**Stated goal:** Rewrite the rows below, swapping each "windshield wiper" for "wiper blade" and keeping everything else the same.

((

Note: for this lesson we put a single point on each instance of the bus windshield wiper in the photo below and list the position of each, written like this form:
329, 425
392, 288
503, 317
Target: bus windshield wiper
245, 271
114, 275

))

**Task answer:**
Note: for this lesson we put a single point on each instance of the bus wiper blade in the photo below and list the position of each, written like this form:
329, 425
392, 288
503, 317
Target: bus wiper blade
245, 271
114, 275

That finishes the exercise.